◆ Obiettivo a: Secondo il testo su Zidane, quale giocatore ha superato lui e Cafu arrivando a 7 cartellini ai Mondiali?

◆ Testo fornito:

========================================

Un giovane Zidane (il terzo in alto da destra)
Con gli azzurri, che lo conoscono bene e che hanno tutt’altro sistema difensivo, Zidane non riesce e forse non vuole replicare la gara contro i brasiliani: segna un calcio di rigore con lo scavetto (alla Totti, o meglio alla Panenka), la palla tocca la traversa ed entra. Fortuna e follia. Poi, nei supplementari – lasciato solo in area – obbliga Buffon al miracolo su colpo di testa. Sfortuna. Non era la sua arma migliore, eppure proprio di testa segnò ben due gol nella vittoriosa finale del Mondiale casalingo, ancora contro i brasiliani. Infine la testata più famosa del mondo, a Materazzi, l’espulsione. Follia.
In molti, fuori e dentro il campo, videro in quel raptus un repentino cambio di direzione della partita, che sembrava nelle mani dei francesi, sia a livello di gioco che mentale. Sappiamo tutti com’è finita: l’Italia ha vinto ai rigori, Zidane ha smesso di giocare a calcio quella sera stessa diventando, insieme a Cafu (che però era un difensore), il calciatore con più cartellini (6) della storia dei Mondiali. I due verranno poi superati da Mascherano, arrivato a quota 7. Ma Zizou è anche l’unico, insieme al camerunense Rigobert Song (altro difensore), ad avere collezionato due espulsioni.
Il colpo di testa deviato da Buffon nella finale 2006 (Keystone)
Questa cosa dei cartellini rossi non è un dettaglio: sempre al vittorioso Mondiale ’98 passeggiò con i tacchetti sopra a un calciatore saudita, beccandosi due giornate (e molti la ritennero una sanzione leggera). Con la Juventus riuscì a collezionare in Champions League due espulsioni di fila, la seconda per aver dato una testata a un giocatore dell’Amburgo. Insomma, i raptus sono stati ricorrenti quasi quanto le sue magie.

========================================

◆ Obiettivo b: Disponi in una tabella Markdown con le colonne «N.» e «Riga» le righe dei record dalla riga con "Look at the photo above. For each instance of the grass" alla riga con "(1138, 742)", entrambe comprese, saltando le righe vuote.

◆ Dati forniti:

========================================

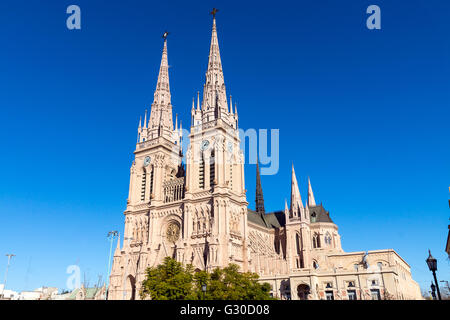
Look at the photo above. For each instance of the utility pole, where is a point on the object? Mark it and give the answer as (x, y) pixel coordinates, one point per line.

========================================

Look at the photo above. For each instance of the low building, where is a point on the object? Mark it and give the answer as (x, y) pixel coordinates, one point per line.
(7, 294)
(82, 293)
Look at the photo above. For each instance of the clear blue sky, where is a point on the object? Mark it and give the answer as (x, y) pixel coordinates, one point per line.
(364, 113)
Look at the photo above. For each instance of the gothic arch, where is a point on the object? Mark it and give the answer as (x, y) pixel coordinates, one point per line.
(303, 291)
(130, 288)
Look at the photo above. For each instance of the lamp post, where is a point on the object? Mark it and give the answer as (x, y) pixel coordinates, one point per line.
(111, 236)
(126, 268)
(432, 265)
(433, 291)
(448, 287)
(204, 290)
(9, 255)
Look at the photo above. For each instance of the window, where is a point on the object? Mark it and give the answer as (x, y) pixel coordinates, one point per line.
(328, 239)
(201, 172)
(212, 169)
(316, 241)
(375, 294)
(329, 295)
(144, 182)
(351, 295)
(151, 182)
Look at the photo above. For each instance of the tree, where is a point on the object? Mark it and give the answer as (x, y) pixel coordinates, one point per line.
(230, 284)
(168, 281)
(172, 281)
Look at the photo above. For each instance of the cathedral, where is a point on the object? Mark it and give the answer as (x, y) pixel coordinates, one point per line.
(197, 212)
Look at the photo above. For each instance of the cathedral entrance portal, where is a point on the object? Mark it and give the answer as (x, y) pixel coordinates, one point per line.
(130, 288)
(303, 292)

========================================

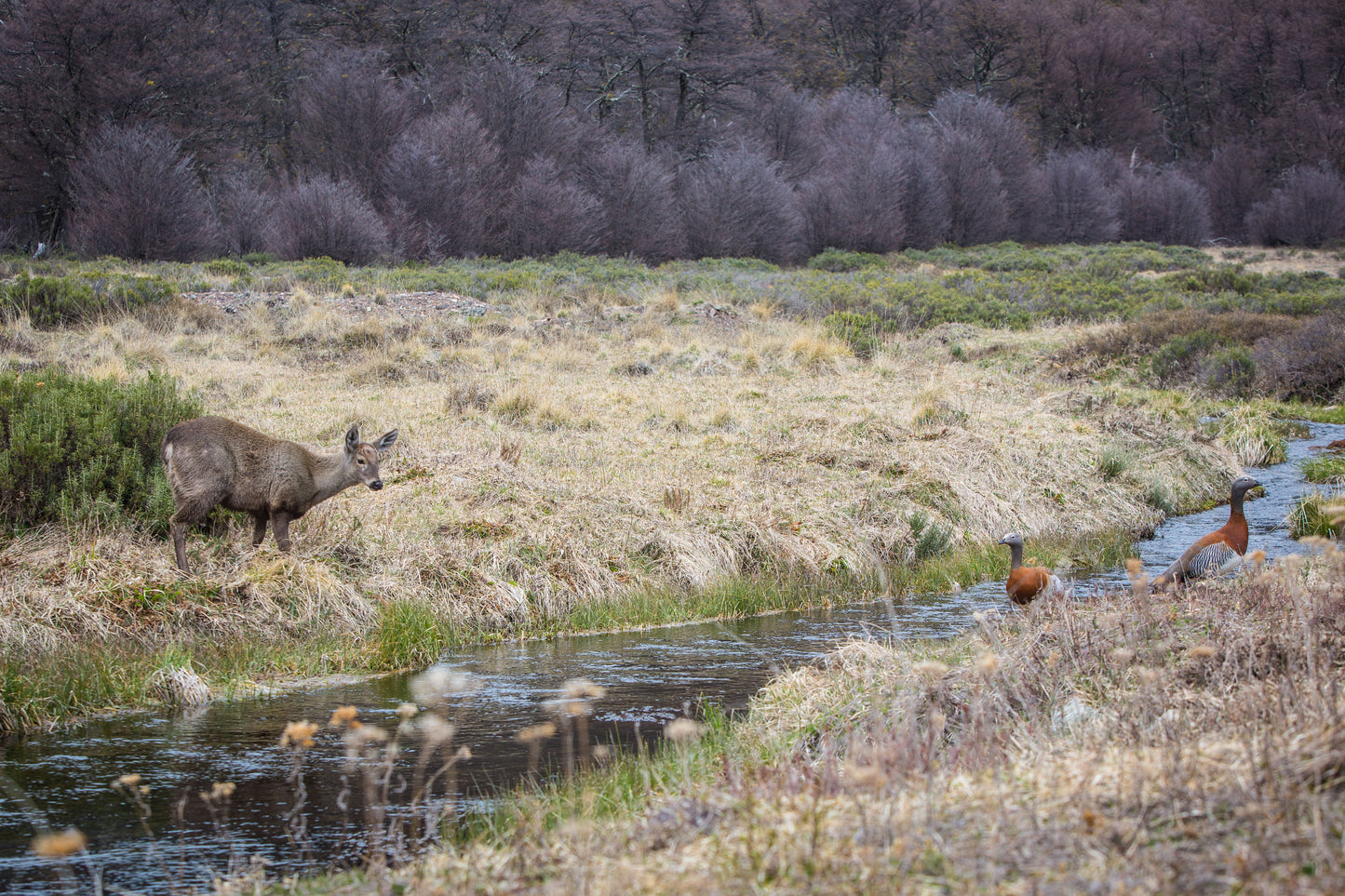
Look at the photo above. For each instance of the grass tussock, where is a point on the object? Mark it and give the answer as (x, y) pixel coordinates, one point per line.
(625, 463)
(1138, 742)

========================================

◆ Risposta scritta a: Mascherano.

◆ Risposta scritta b:
| N. | Riga |
|---|---|
| 1 | Look at the photo above. For each instance of the grass tussock, where is a point on the object? Mark it and give the answer as (x, y) pixel coordinates, one point per line. |
| 2 | (625, 463) |
| 3 | (1138, 742) |